Raw records
◇ ◇ ◇ ◇ ◇

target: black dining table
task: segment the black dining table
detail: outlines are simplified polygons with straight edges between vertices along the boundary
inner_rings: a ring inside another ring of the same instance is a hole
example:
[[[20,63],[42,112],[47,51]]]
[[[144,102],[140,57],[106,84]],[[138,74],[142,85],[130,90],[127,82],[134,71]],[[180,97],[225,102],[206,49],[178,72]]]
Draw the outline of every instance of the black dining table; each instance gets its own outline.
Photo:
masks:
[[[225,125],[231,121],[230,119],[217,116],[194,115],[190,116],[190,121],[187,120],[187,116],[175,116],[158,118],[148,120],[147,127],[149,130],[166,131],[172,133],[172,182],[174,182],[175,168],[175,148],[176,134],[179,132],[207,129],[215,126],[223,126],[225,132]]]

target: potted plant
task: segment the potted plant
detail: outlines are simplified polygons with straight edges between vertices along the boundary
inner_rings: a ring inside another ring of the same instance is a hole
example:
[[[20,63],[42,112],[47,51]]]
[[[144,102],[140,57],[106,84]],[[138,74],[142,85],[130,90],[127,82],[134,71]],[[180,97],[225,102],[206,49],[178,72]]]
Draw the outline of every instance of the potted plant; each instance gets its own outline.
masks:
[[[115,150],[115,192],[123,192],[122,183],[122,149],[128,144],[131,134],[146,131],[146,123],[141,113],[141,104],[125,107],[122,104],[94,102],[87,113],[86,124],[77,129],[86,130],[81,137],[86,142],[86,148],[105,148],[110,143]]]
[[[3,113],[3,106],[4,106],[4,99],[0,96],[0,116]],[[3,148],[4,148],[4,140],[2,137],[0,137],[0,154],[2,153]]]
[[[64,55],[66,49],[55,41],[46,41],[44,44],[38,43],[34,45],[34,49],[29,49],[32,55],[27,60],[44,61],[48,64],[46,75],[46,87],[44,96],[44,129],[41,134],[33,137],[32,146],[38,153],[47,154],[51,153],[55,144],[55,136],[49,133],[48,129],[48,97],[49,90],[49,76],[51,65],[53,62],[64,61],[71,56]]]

◇ ◇ ◇ ◇ ◇

» **Directive**:
Rescale the lines running from the line that contains "target: potted plant" through the end of the entries, both ends included, and give them all again, requests and format samples unchanged. In the answer outlines, multiply every vertex coordinate by 2.05 and round it to a whole number, with halves rounded up.

» **Output of the task**:
target: potted plant
task: segment the potted plant
detail: outlines are simplified polygons with straight edges between vertices along the boundary
inner_rings: a ring inside another ring of the same instance is a hole
example:
[[[20,63],[42,112],[47,51]]]
[[[144,102],[140,57],[106,84]],[[138,74],[142,85],[130,90],[127,82],[134,71]],[[180,97],[225,102],[206,49],[178,72]]]
Draw the outline of every instance of the potted plant; each instance gets its own outline.
masks:
[[[236,308],[236,394],[252,394],[250,375],[250,305],[262,295],[269,275],[299,269],[299,252],[289,232],[289,213],[256,219],[250,213],[193,209],[178,232],[176,254],[158,264],[176,267],[166,281],[176,291],[176,303],[215,303],[226,293]]]
[[[6,232],[6,217],[8,217],[8,203],[0,197],[0,238]],[[6,303],[8,303],[8,287],[4,281],[0,281],[0,316],[4,314]]]
[[[131,113],[135,100],[113,84],[94,84],[90,90],[78,88],[70,92],[70,100],[59,100],[66,113],[55,123],[90,125],[98,131],[94,154],[94,178],[90,197],[90,264],[84,275],[68,281],[66,299],[78,314],[96,316],[105,314],[113,295],[113,279],[100,273],[98,264],[98,199],[100,185],[100,156],[105,133],[109,127],[131,125],[146,115]]]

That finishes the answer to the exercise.